Extract provided:
■ ■ ■ ■
We need to be conscious and deliberate about taking our own “time exits”—scheduling them when we need them; when we can appreciate them; when they are most useful to us. If we don’t, our bodies might schedule them for us, and just shut down when it needs to—with illness, disease, accidents. “Illness is the Western world’s only acceptable form of meditation,” Anne Wilson Schaef once said. Our bodies need a rhythm of work and rest if they are to function effectively.

Sometimes, we need to take “time exits” and hop off the bullet train. Other times, we need to take matters into our own hands, and rebel. We have to become counter-cultural. As one writer has put it, “We can tell each other to turn off the auto-pilot and cancel the cruise control! We can help each other to slow down, to pay attention, and to be intentional” about how we spend our time.

We can model that kind of behavior for one another—and, most importantly perhaps, for our children. Imagine how far this world of ours has fallen, when families sitting down to eat dinner together has become a radical, counter-cultural act of rebellion! Maybe I exaggerate—but just a tiny, tiny bit.

But changing the way we live our lives means… changing the way we live our lives. That means paying attention to what we’re doing. It means being attentive to what’s happening around us (and inside of us). It means sitting still sometimes, and being quiet, and not doing anything, and just waiting for the still, small voice of God to speak to us.

            Sometimes that takes a certain amount of time. But sometimes not. As my colleague Diane Teichert has written:

            “We can pay attention. We can use our senses to notice more around and within us. We can cultivate a graceful, grateful, attentive approach to daily life that gives it more meaning. It takes no extra time to walk from the door to the car, bus, or train while actually noticing what the air feels like, whether there is a pleasant fragrance or bad odor to it, and what the sounds and sights are around us. But paying attention gets us out of our heads and into our bodies and through them into the world.”

            Sometimes, we need to slow down what we’re doing in order to know what we’re really doing. Slow down in all of our busy-ness in order to discern the meaning and the purpose of the lives we lead.

            “You don’t choose a life, you live one,” a son tells his father in the recent film, The Way. “You don’t choose a life, you live one.” We are called to really live our lives.

            Which is sometimes exciting, but seldom easy.

            Sometimes rewarding, but often demanding.

            And sometimes, keeps us very busy indeed.
■ ■ ■ ■
Exercise data:

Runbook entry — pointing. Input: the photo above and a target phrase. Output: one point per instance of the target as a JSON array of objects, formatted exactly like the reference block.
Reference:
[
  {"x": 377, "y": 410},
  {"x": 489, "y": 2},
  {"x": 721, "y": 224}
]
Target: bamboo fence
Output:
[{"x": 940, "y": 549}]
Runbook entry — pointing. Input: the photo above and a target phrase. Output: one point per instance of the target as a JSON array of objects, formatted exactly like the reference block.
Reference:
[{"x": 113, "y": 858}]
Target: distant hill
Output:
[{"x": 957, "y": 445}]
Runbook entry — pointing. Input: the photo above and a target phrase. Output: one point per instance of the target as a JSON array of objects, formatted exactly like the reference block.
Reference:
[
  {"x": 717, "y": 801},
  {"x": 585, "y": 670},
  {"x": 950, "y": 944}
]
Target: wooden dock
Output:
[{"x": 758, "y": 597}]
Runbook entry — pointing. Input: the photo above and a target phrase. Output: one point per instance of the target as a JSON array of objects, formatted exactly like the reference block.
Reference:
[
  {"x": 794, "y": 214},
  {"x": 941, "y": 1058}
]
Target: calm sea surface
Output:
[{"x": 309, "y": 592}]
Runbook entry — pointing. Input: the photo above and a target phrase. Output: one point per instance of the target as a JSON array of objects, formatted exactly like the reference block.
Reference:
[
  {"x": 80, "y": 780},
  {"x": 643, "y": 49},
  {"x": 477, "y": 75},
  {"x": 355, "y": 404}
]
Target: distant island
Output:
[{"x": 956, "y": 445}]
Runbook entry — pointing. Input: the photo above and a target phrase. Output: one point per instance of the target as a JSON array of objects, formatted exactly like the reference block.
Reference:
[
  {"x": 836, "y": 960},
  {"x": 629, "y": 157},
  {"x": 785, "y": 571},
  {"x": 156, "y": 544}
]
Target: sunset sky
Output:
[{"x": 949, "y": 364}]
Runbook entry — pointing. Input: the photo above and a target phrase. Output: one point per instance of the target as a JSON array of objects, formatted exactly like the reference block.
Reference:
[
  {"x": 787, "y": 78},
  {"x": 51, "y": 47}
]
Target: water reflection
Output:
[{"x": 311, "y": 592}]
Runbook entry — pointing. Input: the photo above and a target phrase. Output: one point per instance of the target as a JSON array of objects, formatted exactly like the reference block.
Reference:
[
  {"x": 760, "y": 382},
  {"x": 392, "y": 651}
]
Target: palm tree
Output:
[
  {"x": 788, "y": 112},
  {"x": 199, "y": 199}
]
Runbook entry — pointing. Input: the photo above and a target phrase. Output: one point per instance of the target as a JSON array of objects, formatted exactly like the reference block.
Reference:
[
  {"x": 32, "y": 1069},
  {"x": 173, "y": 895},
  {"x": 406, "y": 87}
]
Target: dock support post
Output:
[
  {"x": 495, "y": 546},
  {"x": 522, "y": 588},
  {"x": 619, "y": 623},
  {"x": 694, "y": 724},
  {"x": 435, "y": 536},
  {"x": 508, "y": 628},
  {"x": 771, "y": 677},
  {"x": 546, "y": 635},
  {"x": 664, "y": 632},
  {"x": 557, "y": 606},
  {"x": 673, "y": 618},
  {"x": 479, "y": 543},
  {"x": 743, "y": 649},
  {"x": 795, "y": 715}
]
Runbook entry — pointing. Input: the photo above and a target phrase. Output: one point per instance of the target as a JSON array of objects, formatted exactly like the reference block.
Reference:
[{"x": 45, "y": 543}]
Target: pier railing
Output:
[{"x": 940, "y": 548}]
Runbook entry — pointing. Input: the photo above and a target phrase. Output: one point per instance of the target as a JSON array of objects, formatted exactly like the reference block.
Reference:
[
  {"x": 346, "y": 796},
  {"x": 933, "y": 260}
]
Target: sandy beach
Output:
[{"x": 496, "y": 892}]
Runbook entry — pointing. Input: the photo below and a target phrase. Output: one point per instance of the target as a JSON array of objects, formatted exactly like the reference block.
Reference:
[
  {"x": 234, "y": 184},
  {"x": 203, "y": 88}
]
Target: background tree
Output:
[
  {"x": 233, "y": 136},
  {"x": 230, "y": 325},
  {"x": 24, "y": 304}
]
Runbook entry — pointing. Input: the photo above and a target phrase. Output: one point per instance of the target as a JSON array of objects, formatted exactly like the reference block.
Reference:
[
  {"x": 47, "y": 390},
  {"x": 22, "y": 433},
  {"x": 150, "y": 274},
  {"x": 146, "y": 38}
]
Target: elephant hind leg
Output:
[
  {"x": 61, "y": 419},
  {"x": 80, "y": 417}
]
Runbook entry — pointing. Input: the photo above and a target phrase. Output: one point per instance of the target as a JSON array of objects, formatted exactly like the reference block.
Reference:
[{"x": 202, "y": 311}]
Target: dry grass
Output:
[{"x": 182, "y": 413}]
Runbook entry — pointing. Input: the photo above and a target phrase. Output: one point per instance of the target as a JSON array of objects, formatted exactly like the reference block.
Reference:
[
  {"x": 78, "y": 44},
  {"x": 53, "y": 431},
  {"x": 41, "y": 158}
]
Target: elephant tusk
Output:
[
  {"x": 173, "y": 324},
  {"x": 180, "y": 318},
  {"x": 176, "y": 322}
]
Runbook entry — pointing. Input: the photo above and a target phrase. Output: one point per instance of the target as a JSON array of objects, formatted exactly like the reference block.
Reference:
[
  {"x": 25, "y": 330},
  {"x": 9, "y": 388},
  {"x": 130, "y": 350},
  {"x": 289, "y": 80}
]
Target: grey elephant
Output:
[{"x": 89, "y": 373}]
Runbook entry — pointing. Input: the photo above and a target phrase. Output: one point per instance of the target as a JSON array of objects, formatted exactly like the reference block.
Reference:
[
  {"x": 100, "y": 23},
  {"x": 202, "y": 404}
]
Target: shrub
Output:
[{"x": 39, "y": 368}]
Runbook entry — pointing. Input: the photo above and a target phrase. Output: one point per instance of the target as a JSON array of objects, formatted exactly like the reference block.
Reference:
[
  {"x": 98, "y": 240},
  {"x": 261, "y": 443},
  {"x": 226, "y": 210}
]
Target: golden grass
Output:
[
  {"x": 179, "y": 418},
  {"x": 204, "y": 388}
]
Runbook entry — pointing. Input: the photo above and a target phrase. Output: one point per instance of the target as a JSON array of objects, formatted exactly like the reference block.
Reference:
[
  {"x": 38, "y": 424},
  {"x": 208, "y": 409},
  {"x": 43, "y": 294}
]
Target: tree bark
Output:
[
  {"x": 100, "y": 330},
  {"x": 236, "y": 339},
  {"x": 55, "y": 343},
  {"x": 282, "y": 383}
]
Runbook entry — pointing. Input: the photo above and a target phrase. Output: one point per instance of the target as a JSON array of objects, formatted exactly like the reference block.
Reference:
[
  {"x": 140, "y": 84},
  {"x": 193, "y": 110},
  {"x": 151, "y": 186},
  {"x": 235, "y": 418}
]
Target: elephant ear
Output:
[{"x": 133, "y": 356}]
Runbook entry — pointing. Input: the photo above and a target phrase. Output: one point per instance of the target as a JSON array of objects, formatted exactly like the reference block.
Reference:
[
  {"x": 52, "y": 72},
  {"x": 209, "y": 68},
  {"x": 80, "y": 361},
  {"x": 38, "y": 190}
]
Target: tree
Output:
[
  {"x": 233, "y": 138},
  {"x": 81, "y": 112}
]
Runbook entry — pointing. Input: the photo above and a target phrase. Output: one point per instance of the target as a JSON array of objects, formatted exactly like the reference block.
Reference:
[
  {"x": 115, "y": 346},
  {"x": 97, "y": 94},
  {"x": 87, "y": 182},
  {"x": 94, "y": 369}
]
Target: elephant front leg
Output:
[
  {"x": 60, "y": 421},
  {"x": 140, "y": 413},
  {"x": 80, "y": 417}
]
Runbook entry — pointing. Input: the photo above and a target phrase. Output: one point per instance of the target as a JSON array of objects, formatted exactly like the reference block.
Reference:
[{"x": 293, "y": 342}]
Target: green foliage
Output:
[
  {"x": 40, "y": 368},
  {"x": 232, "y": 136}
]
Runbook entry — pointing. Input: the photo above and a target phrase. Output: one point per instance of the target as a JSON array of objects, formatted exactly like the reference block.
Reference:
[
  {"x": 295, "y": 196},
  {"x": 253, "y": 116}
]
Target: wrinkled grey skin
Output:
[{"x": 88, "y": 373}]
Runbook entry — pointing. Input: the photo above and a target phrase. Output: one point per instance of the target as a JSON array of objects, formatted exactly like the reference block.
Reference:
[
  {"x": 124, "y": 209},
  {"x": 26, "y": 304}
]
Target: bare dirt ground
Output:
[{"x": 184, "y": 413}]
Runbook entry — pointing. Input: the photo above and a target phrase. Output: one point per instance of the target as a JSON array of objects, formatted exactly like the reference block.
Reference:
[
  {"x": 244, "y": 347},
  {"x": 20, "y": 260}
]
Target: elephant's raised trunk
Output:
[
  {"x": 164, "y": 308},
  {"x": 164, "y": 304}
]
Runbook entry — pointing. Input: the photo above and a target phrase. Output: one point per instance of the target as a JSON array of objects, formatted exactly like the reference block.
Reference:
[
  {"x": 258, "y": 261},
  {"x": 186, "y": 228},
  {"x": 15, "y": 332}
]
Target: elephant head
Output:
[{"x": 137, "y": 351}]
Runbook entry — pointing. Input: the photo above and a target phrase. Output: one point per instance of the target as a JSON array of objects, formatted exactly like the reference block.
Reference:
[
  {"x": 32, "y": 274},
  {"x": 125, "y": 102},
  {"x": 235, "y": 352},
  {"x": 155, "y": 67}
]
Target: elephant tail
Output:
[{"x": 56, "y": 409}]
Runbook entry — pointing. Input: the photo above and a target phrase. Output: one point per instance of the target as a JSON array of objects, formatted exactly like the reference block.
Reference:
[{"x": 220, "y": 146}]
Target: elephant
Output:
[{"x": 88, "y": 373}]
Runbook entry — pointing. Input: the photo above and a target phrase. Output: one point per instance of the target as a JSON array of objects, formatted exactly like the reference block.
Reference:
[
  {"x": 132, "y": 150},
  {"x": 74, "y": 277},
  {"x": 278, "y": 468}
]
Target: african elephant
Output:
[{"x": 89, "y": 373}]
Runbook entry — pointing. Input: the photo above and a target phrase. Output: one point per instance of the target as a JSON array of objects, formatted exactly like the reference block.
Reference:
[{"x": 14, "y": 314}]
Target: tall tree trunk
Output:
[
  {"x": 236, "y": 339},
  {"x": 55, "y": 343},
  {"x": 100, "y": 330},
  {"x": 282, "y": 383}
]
■ ■ ■ ■
Tasks to carry out:
(a) List every way the passage on slowing down says our bodies might shut down if we don't schedule our own "time exits."
(b) Continue the passage on slowing down from its last line.
The data can be set aside.

Answers for the tasks:
(a) Illness, disease, and accidents.

(b)
            So I don’t pretend that any of this is easy. I know that ministers only work one day a week [JOKE] but I know that for too many of us: “It has become too easy to fill life to the edges, to the brim, to the darkest corners of early morning and late night too, until there are no remainders. Running from one commitment to another, adding tasks between appointments, returning calls between tasks, wedging things too big into times too small, a half hour hear, ten minutes there, or a second right now… borrowing time from one need to address another.”

            But life isn’t supposed to be a shell game.  And I will go a step further and dare to say that it doesn’t always have to be this way, even in this modern world.  

            Sometimes, the best things come to us in life when we slow down.

            And the even best-est things come to us when we sit still.

            “Be still, and know that I am God,” the Old Testament psalmist commands.

            His words echo forth through the centuries. They resound in our own time of noise and tumult and haste. They echo deep in the soul of each of us.

            They remind us to stay alert—to unlock our sense, our eyes and ears—to open our hearts—to keep watch for the Spirit and the lessons we need to learn—oftentimes where we least expect to find them.

            They remind us that out of the tangled threads of our lives, there can emerge a pattern which connects—a deep sense of meaning—an abiding joy.

            If we slow down (or at least try)—and stand humbly before the Great Mystery, humbly before the mystery of our lives, humbly in the blessed presence of one another and those we love, then who knows what amazing surprises these lives of ours can offer?